TASK OBJECTIVE |
Lines from the one containing "point_to SHOULD mark one point per instance of the monkey's arm" through the last one in the data below: write them out word for word, and only them.

** Opening RECORD EXTRACTS block **

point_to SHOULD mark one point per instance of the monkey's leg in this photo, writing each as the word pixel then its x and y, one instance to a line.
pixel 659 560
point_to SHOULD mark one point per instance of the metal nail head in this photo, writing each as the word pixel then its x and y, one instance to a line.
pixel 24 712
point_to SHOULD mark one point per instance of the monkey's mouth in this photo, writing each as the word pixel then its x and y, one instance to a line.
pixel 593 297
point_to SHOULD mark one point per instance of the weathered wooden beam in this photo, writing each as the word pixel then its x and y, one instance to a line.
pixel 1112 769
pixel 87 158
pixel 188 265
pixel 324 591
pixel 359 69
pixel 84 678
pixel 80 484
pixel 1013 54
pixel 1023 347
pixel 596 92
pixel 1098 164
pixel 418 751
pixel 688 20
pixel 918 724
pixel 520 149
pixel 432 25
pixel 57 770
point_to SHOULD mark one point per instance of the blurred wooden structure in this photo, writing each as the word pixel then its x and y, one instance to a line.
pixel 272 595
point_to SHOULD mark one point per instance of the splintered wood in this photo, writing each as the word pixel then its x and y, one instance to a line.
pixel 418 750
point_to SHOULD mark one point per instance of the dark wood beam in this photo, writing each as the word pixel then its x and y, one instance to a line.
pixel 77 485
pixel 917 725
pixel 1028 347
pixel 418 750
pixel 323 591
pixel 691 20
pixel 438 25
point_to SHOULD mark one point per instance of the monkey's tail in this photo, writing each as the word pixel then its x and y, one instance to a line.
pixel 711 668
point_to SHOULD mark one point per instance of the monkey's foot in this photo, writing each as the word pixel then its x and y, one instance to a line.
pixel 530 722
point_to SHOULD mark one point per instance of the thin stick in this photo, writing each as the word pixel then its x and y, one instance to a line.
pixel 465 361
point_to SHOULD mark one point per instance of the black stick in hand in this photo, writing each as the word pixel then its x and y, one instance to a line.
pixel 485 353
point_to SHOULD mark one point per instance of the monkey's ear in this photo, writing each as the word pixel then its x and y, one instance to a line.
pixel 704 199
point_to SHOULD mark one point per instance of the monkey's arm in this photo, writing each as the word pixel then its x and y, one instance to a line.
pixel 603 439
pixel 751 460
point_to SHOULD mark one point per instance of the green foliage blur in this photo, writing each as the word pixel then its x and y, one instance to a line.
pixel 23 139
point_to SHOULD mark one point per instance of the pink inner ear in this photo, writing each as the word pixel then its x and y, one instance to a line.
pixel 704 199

** Closing RECORD EXTRACTS block **

EXPECTED ANSWER |
point_to SHOULD mark one point per instance of the monkey's arm in this photo, writing each as the word pixel then its x and y, one instance to a line.
pixel 603 439
pixel 751 460
point_to SHOULD mark one point per instance of the green foliage blur in this photo, writing each as the word pixel then its x and y, one instance to a line.
pixel 23 139
point_to SHOULD mark one point per instance of the pink inner ear in this photo, writing each as the word pixel then its x and y, one instance to a line.
pixel 704 199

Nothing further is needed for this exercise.